# Passage to read:
====
From 8b6be11a3605f1a0e44a3302ca2ab43830d2e774 Mon Sep 17 00:00:00 2001
From: Erwan Velu <erwan@redhat.com>
Date: Tue, 15 Mar 2016 16:00:17 +0100
Subject: [PATCH] tests: Adding parallelism to encoding/readable.sh

When running make -j x check, we face a weird situation where the makefile
targets are spawn in parallel up to "x" but one of those target is very very
long and sequential.

The "readable.sh" test is trying to run ~7.9K tests where 5.3K are actually
executed.

The current code is taking 23mn on a recent laptop (Intel(R) Core(TM)
i7-4810MQ CPU @ 2.80GHz, 32GB of RAM & SSD).

This patch implements parallelism to speed up this process which is not really CPU and
neither IO bound.

By default, readable.sh is now using the number of logical processors to determine
the level of parallelism (by using nproc). If needed, defining the MAX_PARALLEL_JOBS
variable will override this default value.

On the same system, where nproc=8, the resulting execution time is 5m55 seconds :
4x faster than the original code.

The global 'make check' is therefore getting faster too and dropped from 30 to
16 minutes : 2x faster than the original code.

Signed-off-by: Erwan Velu <erwan@redhat.com>
---
 src/test/encoding/readable.sh | 99 ++++++++++++++++++++++++++++++-----
 1 file changed, 87 insertions(+), 12 deletions(-)

diff --git a/src/test/encoding/readable.sh b/src/test/encoding/readable.sh
index 2116f45fb3da1..774cd94227ecf 100755
--- a/src/test/encoding/readable.sh
+++ b/src/test/encoding/readable.sh
@@ -4,23 +4,25 @@ dir=../ceph-object-corpus
 
 set -e
 
-tmp1=`mktemp /tmp/typ-XXXXXXXXX`
-tmp2=`mktemp /tmp/typ-XXXXXXXXX`
-
 failed=0
 numtests=0
+pids=""
 
 myversion=`./ceph-dencoder version`
+DEBUG=0
+WAITALL_DELAY=.1
+debug() { if [ "$DEBUG" -gt 0 ]; then echo "DEBUG: $*" >&2; fi }
 
-for arversion in `ls -v $dir/archive`; do
-  vdir="$dir/archive/$arversion"
====
# Dataset entries:

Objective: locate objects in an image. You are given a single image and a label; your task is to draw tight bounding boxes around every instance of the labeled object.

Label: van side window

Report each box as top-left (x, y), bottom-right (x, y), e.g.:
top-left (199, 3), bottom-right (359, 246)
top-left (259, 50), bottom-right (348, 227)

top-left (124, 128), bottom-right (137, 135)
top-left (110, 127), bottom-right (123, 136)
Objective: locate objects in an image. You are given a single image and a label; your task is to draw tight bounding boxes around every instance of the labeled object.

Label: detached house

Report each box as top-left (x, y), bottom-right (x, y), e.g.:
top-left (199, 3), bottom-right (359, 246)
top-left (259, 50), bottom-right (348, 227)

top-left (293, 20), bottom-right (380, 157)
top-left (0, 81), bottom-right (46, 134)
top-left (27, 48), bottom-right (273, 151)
====
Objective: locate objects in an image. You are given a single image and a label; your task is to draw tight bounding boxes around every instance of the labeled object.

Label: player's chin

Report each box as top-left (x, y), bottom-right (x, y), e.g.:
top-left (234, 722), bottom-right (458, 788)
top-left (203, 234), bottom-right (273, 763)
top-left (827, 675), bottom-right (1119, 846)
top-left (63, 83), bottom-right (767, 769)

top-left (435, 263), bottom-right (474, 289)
====
# What is being asked:
Rewrite the patch from "By default, readable.sh" through "2x faster than the original code.", inclusive, renaming "parallelism" to "concurrency" throughout. The records aren't needed for this.

# Exercise response:
By default, readable.sh is now using the number of logical processors to determine
the level of concurrency (by using nproc). If needed, defining the MAX_PARALLEL_JOBS
variable will override this default value.

On the same system, where nproc=8, the resulting execution time is 5m55 seconds :
4x faster than the original code.

The global 'make check' is therefore getting faster too and dropped from 30 to
16 minutes : 2x faster than the original code.